» **WORK TO BE COMPLETED**
Exactly the lines from the one with "out the tie" to the end of the data below should be set down, and no others.

(Beginning of EXERCISE DATA)

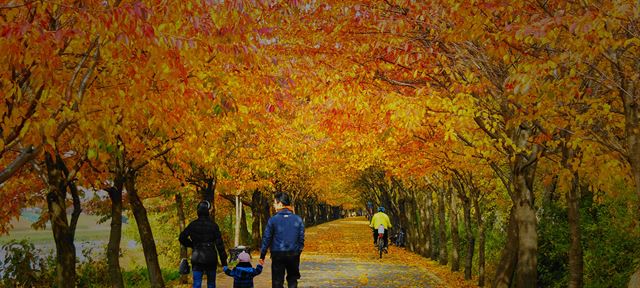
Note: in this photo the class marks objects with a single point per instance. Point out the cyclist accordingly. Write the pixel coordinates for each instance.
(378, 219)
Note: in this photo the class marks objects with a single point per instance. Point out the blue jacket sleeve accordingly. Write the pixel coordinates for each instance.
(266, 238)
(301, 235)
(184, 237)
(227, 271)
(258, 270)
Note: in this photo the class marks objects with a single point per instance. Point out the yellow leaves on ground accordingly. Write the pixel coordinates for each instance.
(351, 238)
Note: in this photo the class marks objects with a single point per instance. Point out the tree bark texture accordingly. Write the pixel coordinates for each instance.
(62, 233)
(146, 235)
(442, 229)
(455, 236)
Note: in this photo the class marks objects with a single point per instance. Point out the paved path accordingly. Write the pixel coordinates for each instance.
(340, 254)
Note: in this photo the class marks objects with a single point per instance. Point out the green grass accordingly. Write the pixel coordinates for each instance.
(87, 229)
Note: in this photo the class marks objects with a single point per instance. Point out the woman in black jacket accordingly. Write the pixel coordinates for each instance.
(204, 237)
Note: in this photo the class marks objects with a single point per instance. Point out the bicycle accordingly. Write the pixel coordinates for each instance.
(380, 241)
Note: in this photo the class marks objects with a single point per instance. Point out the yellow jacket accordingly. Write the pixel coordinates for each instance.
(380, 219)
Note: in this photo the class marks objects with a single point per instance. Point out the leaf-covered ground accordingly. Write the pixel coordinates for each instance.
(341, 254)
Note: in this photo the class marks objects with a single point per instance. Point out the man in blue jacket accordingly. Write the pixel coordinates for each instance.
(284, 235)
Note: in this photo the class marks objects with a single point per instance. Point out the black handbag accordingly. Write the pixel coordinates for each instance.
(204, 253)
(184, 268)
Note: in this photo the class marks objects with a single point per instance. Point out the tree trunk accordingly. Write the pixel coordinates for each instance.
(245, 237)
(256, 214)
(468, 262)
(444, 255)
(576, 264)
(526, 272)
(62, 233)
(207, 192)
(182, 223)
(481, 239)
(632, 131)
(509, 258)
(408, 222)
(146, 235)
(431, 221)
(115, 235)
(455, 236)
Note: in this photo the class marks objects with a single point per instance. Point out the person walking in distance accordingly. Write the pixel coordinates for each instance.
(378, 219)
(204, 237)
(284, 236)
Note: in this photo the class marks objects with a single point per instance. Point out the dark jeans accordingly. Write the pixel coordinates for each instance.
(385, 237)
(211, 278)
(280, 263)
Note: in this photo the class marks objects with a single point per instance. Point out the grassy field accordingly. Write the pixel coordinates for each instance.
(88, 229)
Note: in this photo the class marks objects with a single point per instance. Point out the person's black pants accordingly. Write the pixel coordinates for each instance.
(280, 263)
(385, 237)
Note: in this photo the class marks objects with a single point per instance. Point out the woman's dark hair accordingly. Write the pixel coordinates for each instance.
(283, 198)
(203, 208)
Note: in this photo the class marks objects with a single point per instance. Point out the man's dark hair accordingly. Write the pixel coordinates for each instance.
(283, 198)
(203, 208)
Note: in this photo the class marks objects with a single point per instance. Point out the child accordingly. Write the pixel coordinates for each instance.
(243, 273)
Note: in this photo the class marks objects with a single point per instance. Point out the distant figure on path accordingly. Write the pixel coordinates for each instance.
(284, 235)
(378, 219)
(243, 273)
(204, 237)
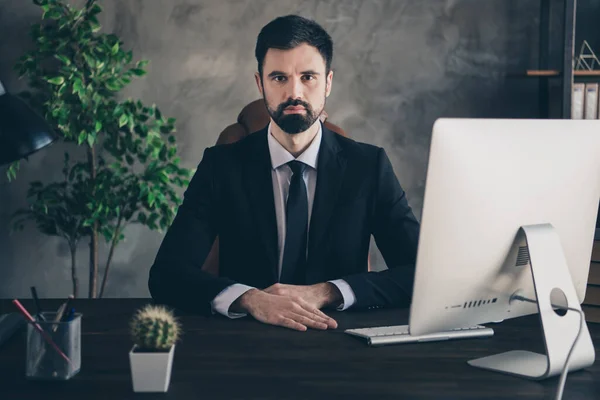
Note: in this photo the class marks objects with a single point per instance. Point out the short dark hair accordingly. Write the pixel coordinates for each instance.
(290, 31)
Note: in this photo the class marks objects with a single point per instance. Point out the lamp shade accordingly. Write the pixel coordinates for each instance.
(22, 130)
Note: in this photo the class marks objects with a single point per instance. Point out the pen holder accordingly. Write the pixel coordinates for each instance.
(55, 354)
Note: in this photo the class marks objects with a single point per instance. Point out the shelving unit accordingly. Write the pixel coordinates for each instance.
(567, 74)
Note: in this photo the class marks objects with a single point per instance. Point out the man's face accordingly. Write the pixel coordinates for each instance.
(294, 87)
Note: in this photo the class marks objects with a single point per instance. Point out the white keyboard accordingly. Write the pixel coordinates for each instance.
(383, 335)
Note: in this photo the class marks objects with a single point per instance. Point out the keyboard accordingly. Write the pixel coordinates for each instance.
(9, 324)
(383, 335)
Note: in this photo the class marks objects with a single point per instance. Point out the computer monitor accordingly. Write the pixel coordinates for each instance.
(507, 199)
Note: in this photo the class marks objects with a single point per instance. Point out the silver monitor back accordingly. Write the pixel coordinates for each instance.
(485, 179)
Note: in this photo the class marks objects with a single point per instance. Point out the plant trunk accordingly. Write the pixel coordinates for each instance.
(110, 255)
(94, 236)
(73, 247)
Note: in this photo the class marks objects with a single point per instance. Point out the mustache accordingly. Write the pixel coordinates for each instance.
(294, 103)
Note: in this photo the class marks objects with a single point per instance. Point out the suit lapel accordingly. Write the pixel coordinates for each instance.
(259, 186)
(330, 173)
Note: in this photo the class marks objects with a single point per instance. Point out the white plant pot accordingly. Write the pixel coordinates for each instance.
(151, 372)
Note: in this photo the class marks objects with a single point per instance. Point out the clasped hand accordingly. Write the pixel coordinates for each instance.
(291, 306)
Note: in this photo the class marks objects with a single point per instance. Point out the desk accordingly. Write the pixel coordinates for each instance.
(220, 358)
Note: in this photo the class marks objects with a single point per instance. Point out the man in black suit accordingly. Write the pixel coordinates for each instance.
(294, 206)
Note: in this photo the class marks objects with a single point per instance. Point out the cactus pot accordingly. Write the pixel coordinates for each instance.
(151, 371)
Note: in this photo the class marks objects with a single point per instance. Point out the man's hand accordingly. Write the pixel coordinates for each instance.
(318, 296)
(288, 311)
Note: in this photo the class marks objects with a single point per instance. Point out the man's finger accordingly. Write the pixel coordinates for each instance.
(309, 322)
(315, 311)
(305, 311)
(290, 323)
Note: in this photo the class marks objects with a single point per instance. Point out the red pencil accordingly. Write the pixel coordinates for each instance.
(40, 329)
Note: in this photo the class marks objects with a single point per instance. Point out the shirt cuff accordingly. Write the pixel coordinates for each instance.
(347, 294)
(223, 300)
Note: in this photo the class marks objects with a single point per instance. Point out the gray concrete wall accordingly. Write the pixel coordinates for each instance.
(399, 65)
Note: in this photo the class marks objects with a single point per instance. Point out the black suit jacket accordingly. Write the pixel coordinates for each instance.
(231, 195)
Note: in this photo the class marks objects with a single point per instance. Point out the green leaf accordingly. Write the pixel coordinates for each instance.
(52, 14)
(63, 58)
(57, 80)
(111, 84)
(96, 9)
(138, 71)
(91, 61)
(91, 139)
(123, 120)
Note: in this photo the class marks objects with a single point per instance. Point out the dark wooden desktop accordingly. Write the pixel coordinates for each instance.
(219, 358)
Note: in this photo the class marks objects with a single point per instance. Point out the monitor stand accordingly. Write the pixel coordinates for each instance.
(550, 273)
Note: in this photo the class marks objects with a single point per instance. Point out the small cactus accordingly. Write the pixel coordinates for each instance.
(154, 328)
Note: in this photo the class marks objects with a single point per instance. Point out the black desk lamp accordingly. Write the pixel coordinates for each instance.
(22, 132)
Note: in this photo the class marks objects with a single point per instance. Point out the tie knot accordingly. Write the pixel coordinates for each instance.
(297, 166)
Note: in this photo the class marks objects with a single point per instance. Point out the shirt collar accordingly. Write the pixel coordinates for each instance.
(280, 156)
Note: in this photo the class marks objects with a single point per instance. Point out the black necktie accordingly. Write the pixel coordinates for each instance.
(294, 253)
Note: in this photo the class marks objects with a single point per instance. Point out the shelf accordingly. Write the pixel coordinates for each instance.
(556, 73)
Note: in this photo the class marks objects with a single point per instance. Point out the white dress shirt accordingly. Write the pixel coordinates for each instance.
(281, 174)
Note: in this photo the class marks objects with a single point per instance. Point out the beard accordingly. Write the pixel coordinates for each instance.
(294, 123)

(End of EXERCISE DATA)

» **RESULT**
Note: in this photo the class marks objects with a single point per instance. Point out the tie knot accordingly. Write the pixel coordinates for each instance.
(297, 166)
Note: in this photo the class marks objects with a single point per instance. Point out the shirt collar accordingly. Write the pixel coordinates for each instance.
(280, 156)
Note: in this photo the class marks objects with a single point per instance. Point out the black necktie accordingly. Write the pixel coordinates for each instance.
(294, 253)
Note: in this photo the class marks objects with a single point per instance. Point out the shelf accordingly. Write the pixel coordinates for each instance.
(556, 73)
Note: in this photo the class marks objects with a single point per instance. Point out the white dress shirt accordingly. Write the pixel coordinates for each instance.
(281, 174)
Note: in this photo the class marks objects with a single point per instance. Point out the beard accordingly. Write the pixel coordinates for each instance.
(294, 123)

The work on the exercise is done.